→ Page text:
★ ★ ★ ★

MMA: What has prompted this change in smaller organisations?

FS: As some experts say, Covid was the best ‘Digital Officer.’ It pushed people into thinking how to connect with people in a world that was previously completely dominated by the physical aspect. Many stores had to close down and this triggered many smaller businesses to advertise online and they were able to grow in an agile manner, unlike larger organisations where there are bureaucracies. This created a level playing field whereby small companies could compete with larger organisations on the same platform and at the same cost. Smaller businesses have a presence on most platforms and we have a team that services them. They have very interesting insights and they know exactly who their audiences are and who buys their products, so their targeting is much better compared to some of the larger organisations since they are not bound by restrictions – or perceived restrictions – and they will try everything out and hammer their message in a targeted manner. 

MMA: How so?

FS: For example, I dealt with a well-known client who decided to make a really long commercial and which took about four months to complete. However, even though they spent a lot of money on it, the commercial did not work. Despite this, they came to us, saying that they needed to increase the number of views and were willing to spend even more because they had committed a certain number to their management. Ultimately, they were willing to waste the company’s money just to make sure that the ‘management reporting’ was taken care of, irrespective of whether the ad worked or not. We have seen people who have spent more money making commercials than actually airing them and this has been an industry practice. People want to do a brilliant job with celebrities, yet they don’t have the budgets to show the content to their audience. So these efforts turn into a kind of ‘stock library’ for them to say, ‘Hey, we did this!’ People do this all the time, but they need to understand that at the end of the day, they have to be both effective and efficient. You cannot be one and not worry about the other. You need to be very clear on the objective which is to improve shareholder value. If you don’t do that, whatever else you do will backfire eventually. 

MMA: When do you think digital will overtake TV?

FS: It has already done so. Even the industry experts do not know how many people watch TV in this country, yet internet numbers are published, be it by the PTA or on other platforms and you can also measure the effectiveness of a campaign online. People still consume content produced by traditional TV channels but not in the traditional way. YouTube is viewed by many people through their phones or by streaming. In the rural areas, where load shedding is a bigger issue compared to the urban areas, most people consume content on their mobiles. Some people even rent UPSs so that they can charge their phones; mobiles are therefore their top medium for entertainment, especially since the cost of access has decreased. The naysayers will continue to deny that digital has overtaken TV, but the numbers point in a different direction. You don’t have as many TV screens in Pakistan as it is claimed because half the country does not have electricity. 

MMA: What are your short- and long-term goals for the company?

FS: What I envision for Entravision in this part of the world is continued growth. We pretty much offer all services to advertisers and platforms and act as an intermediary. There will always be a need for intermediaries, especially those that can facilitate the process for people needing access to international platforms, and in this regard, we provide local payment solutions. In terms of how we see the world change, technology will continue to progress and people will continue to figure out ways of making improvements and although the pace is getting harder to keep up with, adoptions will happen. AI will take over certain decisions and I think there will be more focus on machine learning than AI to get rid of repetitive tasks.

★ ★ ★ ★

→ Provided information:
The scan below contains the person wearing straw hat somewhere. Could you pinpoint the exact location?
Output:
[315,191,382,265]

★ ★ ★ ★

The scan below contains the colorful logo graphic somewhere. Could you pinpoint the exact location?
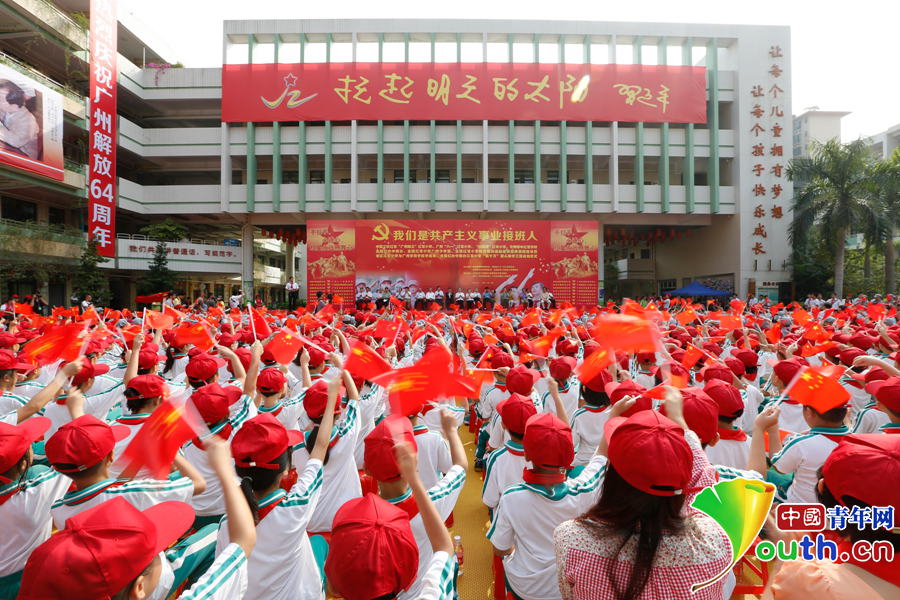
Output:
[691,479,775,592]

★ ★ ★ ★

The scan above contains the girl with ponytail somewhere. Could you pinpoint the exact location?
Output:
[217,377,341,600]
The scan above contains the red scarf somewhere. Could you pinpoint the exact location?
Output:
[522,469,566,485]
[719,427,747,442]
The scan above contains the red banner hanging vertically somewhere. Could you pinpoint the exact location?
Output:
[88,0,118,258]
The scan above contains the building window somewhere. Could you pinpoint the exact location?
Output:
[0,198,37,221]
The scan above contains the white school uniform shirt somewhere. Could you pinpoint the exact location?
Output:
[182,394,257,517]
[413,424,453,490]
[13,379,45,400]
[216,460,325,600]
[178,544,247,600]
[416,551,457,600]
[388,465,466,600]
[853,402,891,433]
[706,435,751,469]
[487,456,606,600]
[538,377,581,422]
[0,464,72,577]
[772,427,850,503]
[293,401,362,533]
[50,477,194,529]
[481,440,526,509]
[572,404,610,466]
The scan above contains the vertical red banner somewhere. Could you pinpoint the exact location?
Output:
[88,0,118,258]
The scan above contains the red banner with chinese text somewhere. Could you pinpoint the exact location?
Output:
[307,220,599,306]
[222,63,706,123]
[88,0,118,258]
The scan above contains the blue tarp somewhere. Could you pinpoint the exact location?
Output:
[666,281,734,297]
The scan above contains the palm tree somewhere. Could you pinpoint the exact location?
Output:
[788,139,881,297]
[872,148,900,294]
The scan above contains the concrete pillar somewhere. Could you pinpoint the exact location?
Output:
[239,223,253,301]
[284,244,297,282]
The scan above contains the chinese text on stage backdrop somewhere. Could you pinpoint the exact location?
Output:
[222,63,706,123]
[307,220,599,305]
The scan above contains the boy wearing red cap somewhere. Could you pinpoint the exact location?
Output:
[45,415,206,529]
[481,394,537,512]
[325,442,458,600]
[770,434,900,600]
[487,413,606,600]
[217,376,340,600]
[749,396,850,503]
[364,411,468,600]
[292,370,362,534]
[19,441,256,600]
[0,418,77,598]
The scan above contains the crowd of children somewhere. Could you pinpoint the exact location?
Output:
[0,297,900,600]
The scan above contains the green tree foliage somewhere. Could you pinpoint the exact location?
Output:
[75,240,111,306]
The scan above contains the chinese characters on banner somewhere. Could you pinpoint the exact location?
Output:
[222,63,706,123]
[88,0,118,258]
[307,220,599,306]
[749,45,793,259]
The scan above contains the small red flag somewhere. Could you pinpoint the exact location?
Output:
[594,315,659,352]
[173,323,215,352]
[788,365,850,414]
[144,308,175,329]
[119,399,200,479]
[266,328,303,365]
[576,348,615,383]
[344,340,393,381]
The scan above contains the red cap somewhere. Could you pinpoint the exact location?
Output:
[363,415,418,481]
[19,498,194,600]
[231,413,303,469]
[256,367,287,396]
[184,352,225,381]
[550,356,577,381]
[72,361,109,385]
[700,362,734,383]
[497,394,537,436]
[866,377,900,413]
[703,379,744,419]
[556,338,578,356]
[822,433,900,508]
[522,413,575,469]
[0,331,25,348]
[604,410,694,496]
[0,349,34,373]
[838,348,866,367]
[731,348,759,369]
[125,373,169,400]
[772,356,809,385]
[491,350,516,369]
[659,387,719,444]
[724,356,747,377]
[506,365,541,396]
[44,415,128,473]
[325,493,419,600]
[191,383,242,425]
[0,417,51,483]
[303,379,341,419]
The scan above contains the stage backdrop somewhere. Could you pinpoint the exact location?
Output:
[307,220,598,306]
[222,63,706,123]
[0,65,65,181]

★ ★ ★ ★

→ Instructions for the task: Print the part of the interview from "FS: What I envision" up to and including "of repetitive tasks.", word for word.

→ Worked solution:
FS: What I envision for Entravision in this part of the world is continued growth. We pretty much offer all services to advertisers and platforms and act as an intermediary. There will always be a need for intermediaries, especially those that can facilitate the process for people needing access to international platforms, and in this regard, we provide local payment solutions. In terms of how we see the world change, technology will continue to progress and people will continue to figure out ways of making improvements and although the pace is getting harder to keep up with, adoptions will happen. AI will take over certain decisions and I think there will be more focus on machine learning than AI to get rid of repetitive tasks.